* TASK STATEMENT:
Collect and copy every line in the records below that contains the word "thick".

* SOURCE DATA:
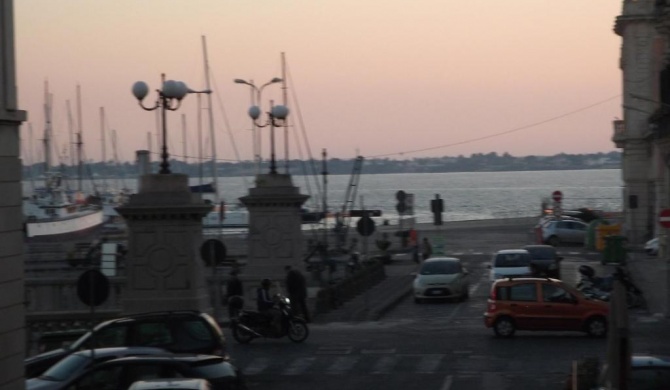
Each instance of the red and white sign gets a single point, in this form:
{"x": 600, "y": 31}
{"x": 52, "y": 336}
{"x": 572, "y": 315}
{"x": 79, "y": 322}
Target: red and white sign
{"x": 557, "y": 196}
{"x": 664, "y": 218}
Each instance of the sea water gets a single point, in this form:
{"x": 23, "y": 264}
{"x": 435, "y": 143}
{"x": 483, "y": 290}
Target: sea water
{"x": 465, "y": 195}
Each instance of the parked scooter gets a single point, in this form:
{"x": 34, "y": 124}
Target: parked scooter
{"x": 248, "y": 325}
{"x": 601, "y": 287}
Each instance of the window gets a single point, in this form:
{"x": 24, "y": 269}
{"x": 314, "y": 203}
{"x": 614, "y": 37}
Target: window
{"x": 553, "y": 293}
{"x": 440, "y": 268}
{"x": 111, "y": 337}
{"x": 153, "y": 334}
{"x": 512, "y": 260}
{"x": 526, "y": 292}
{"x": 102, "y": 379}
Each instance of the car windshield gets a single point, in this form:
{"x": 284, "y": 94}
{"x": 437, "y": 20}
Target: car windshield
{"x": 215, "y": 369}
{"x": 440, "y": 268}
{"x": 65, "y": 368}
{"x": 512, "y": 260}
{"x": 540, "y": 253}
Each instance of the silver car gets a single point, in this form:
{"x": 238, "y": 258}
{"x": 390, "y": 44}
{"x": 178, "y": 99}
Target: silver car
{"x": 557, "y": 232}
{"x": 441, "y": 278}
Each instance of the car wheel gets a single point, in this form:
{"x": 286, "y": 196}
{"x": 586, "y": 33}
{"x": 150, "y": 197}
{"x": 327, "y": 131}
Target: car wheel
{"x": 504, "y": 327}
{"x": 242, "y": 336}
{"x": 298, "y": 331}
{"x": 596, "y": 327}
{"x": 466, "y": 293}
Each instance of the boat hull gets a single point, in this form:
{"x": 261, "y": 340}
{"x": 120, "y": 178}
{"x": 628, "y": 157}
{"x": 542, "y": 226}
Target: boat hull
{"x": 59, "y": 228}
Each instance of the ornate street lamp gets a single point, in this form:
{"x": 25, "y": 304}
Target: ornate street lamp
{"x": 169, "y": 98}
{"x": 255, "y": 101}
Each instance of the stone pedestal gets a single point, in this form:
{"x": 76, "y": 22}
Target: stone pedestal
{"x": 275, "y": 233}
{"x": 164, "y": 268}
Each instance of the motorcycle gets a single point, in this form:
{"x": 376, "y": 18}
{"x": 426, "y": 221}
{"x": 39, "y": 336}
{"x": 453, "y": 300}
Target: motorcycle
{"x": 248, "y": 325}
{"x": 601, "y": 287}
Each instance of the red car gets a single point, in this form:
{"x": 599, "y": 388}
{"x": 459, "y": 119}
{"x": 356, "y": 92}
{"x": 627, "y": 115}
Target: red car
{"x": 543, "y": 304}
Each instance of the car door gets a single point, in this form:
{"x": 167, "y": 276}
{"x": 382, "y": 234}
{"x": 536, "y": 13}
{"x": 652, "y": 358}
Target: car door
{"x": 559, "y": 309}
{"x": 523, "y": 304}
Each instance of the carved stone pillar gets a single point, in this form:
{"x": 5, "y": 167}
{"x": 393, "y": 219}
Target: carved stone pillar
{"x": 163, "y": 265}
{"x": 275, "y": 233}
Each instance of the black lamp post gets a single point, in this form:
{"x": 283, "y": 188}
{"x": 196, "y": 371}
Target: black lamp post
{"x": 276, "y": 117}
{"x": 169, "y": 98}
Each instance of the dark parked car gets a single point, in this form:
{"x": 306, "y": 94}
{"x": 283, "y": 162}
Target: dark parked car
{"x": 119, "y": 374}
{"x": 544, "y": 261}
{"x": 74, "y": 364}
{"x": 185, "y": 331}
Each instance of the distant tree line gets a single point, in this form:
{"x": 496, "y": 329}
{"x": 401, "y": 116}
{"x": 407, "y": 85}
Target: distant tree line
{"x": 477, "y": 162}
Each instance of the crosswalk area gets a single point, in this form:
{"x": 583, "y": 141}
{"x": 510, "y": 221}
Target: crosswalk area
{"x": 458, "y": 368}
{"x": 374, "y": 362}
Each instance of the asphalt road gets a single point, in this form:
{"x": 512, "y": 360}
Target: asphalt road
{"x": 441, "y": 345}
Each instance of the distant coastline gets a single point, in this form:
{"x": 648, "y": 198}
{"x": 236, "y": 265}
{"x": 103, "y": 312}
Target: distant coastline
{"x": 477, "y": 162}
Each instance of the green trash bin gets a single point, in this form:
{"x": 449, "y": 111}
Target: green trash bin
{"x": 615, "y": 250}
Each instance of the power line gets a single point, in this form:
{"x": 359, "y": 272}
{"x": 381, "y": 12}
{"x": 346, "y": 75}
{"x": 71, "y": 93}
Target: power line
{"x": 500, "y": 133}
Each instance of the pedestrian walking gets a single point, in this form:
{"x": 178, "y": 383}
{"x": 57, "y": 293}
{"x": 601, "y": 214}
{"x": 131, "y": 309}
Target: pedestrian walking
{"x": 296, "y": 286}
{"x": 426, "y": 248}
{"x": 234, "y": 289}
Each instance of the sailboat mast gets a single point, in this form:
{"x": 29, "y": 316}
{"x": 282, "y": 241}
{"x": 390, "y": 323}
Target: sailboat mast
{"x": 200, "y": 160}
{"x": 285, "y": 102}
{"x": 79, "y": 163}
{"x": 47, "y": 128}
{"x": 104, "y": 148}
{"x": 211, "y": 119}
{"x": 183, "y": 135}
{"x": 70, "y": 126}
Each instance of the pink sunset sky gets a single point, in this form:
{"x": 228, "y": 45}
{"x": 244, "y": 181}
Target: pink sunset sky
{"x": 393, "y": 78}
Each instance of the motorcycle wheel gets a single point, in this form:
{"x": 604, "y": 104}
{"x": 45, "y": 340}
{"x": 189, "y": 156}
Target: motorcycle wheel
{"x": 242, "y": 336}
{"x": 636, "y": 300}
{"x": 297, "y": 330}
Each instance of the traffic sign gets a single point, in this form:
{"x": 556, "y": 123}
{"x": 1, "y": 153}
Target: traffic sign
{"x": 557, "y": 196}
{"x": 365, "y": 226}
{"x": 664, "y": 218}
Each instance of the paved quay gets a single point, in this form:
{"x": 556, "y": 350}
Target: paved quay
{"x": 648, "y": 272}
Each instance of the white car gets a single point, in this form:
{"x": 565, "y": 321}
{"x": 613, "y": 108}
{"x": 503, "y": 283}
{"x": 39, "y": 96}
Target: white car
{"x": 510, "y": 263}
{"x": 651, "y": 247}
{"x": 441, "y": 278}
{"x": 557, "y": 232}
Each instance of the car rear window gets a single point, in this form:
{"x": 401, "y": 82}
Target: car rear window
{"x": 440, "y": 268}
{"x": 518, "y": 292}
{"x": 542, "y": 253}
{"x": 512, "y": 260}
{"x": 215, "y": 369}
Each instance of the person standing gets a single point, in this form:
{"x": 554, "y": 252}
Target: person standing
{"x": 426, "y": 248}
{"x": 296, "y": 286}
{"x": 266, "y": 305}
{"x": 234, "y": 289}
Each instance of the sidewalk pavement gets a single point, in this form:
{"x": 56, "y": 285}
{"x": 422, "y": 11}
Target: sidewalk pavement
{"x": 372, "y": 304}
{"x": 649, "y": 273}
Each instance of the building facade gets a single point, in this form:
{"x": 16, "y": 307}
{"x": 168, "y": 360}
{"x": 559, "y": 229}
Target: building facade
...
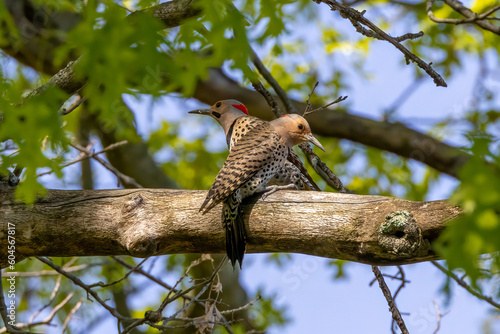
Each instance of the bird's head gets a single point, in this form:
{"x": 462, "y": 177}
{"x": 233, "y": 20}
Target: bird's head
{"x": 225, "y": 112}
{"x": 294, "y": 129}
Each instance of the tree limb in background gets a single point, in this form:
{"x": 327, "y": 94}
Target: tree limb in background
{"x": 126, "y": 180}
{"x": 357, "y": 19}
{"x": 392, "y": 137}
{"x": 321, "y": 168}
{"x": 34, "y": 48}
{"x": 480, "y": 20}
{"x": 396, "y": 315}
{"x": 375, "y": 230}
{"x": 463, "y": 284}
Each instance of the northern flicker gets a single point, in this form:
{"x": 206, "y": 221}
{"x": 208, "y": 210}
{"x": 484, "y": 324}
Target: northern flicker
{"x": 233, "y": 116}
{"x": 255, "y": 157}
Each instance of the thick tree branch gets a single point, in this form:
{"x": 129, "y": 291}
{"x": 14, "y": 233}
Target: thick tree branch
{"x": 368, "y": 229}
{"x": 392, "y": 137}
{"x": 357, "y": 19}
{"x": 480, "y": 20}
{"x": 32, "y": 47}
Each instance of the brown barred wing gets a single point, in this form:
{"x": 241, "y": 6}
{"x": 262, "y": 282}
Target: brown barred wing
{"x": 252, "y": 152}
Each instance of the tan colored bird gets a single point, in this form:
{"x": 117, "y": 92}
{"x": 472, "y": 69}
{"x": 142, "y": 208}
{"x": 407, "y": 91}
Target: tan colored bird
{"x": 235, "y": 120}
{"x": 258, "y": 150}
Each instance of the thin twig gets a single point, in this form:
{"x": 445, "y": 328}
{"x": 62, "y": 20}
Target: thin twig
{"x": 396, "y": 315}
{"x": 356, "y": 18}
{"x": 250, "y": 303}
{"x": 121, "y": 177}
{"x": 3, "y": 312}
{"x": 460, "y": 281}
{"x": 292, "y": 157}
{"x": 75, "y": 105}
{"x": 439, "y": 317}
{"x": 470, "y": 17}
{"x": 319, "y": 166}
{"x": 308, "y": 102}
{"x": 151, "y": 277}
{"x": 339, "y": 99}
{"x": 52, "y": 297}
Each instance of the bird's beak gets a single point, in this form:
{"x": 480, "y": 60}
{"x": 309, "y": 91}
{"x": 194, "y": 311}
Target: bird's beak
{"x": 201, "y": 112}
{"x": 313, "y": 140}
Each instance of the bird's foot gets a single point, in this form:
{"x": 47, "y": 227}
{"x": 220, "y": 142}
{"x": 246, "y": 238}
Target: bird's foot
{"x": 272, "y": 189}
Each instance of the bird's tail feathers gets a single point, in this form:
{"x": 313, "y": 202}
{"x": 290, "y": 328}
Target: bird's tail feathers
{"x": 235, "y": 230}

* ANSWER TO THIS EXERCISE:
Each instance of the thick tree branch gets a single point, in this form:
Target: thick tree branch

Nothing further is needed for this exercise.